→ Task instructions: Print the part of the nutrition notes that begins with the words containing "RNI – RECOMMENDED" and ends with "the recommended range.", copied without any changes.

→ Reading passage:
::::::::::
NUTRITION

  • The study of the nutrients in foods and of the body’s handling of them.  This includes ingestion, digestion, absorption, transport, metabolism, interaction, storage, and excretion.

FOOD

  • Material containing nutrients taken into the body for the maintenance of life and the growth and repair of tissues.

NUTRIENTS

  • Substances obtained from food and used in the body to provide energy and structural materials and to regulate growth, maintenance, and repair of the body’s tissues.

SIX CLASSES OF NUTRIENTS

  • CARBOHYDRATES
  • FATS
  • PROTEIN
  • VITAMINS
  • MINERALS
  • WATER

ESSENTIAL NUTRIENTS

  • Those nutrients a person must obtain from food because the body cannot make them for itself in sufficient quantity to meet physiological needs

Examples:

ENERGY

  • The capacity to do work
  • In food: chemical energy
  • Units: calorie

Kilocalorie – amount of heat necessary to raise the temperature of 1 kg of

water 1oC

-1 kcal = 1000 calories

Joule – the amount of energy expended when 1 kg is moved 1 m by force

-work energy

Kilojoule – international unit of energy

  • 1 g CHO = 4 kcal              1 g Protein = 4 kcal                 1 g Fat = 9 kcal

A PERSON’S DIET SHOULD CONTAIN A RELATIVE BALANCE OF CHO, FAT, AND PROTEIN:

  • CHO: 55 TO 60%
  • FAT: NO MORE THAN 30% (<10% SATURATED)
  • PROTEIN: 10 TO 15%

NUTRITION RECOMMENDATIONS FOR CANADIANS

RNI – RECOMMENDED NUTRIENT INTAKES:

  • The Canadian diet should provide energy consistent with the maintenance of body weight within the recommended range.
  • The Canadian diet should include essential nutrients in amounts recommended.
::::::::::
→ Information:

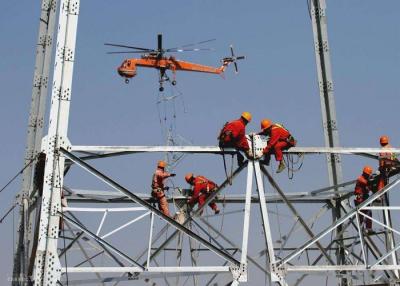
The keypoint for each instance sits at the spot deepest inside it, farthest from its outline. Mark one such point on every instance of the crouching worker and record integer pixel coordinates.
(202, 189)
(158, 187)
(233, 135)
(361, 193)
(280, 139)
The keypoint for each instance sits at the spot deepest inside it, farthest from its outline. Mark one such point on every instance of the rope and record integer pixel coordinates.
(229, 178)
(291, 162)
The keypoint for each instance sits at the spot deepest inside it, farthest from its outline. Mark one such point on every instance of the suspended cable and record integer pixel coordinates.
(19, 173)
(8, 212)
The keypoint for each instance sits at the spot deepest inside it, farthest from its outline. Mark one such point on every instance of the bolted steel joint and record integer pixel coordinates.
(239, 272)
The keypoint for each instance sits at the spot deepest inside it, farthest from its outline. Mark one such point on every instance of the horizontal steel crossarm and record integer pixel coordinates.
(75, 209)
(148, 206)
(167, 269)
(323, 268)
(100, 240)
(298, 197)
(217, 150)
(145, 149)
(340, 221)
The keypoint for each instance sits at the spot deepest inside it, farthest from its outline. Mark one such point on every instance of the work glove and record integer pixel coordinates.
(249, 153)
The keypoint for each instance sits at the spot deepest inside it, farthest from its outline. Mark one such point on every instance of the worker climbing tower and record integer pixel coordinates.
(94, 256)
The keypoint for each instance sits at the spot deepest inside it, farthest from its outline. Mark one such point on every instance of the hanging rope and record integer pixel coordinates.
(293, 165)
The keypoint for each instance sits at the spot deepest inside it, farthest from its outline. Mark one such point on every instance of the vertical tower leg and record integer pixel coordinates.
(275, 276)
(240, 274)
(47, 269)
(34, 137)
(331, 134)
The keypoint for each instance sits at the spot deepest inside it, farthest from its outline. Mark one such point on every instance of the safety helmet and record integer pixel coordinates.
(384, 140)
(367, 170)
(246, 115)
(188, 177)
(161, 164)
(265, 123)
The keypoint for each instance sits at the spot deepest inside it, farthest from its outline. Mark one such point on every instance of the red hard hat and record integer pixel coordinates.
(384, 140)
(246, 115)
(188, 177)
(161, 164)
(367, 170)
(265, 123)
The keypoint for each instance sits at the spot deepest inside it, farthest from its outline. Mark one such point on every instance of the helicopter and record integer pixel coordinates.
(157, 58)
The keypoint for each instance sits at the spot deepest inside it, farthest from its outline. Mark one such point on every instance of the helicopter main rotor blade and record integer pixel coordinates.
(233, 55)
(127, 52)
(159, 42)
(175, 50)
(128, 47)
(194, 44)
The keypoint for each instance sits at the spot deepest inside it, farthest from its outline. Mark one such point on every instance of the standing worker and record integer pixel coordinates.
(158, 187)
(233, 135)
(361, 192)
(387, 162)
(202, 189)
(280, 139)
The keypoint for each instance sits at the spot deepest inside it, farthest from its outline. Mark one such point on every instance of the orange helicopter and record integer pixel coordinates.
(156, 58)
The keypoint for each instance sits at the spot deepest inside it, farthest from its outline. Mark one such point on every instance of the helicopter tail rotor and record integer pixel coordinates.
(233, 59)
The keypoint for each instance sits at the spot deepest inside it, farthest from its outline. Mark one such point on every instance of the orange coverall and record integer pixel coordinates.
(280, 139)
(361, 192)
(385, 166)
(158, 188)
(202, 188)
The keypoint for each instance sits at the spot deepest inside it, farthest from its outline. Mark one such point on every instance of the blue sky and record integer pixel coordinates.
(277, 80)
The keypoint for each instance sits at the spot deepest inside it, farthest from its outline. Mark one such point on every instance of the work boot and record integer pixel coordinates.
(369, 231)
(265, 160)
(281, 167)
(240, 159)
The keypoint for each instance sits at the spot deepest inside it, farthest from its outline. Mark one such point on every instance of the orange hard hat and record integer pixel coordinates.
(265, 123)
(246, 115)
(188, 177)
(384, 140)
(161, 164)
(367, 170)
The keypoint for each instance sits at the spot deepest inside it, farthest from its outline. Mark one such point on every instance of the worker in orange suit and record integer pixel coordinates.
::::::::::
→ Exercise result:
RNI – RECOMMENDED NUTRIENT INTAKES:

  • The Canadian diet should provide energy consistent with the maintenance of body weight within the recommended range.